━━━ Exercise inputs ━━━

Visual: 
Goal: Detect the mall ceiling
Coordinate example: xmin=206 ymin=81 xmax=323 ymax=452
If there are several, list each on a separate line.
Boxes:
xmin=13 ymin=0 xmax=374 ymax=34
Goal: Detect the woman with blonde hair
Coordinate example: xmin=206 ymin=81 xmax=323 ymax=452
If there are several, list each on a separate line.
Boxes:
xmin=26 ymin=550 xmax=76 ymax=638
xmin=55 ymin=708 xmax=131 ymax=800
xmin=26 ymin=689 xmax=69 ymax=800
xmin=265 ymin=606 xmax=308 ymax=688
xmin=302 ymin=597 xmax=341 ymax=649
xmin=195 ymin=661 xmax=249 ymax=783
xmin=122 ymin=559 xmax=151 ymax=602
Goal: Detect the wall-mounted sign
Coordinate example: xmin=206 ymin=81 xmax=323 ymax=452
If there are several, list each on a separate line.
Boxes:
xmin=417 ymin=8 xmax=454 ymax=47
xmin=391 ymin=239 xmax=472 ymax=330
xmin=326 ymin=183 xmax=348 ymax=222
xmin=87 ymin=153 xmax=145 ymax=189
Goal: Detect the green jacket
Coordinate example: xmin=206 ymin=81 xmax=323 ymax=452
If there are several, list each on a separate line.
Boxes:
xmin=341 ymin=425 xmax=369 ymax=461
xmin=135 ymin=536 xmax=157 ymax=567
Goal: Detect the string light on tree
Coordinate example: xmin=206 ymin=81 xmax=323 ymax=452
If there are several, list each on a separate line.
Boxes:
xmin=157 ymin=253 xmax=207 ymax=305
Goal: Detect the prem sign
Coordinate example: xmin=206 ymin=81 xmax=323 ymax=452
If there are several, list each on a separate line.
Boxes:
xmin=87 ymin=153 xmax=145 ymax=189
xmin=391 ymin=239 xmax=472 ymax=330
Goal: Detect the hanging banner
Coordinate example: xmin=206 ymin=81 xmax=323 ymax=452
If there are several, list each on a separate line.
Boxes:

━━━

→ **What the task asks**:
Put the lines of the entries above into a JSON list of strings, one string per line. Start with the line containing "Goal: Detect the string light on tree", go on through the final line of the entries, and leave out any blank lines.

→ **Written response**:
[
  "Goal: Detect the string light on tree",
  "Coordinate example: xmin=206 ymin=81 xmax=323 ymax=452",
  "If there are several, list each on a separate line.",
  "Boxes:",
  "xmin=157 ymin=253 xmax=207 ymax=305",
  "Goal: Detect the prem sign",
  "Coordinate example: xmin=206 ymin=81 xmax=323 ymax=452",
  "If there are several, list each on a separate line.",
  "Boxes:",
  "xmin=87 ymin=153 xmax=145 ymax=189",
  "xmin=391 ymin=239 xmax=472 ymax=330",
  "Goal: Detect the hanging banner",
  "Coordinate example: xmin=206 ymin=81 xmax=323 ymax=452",
  "If there are several, list each on a separate line.",
  "Boxes:"
]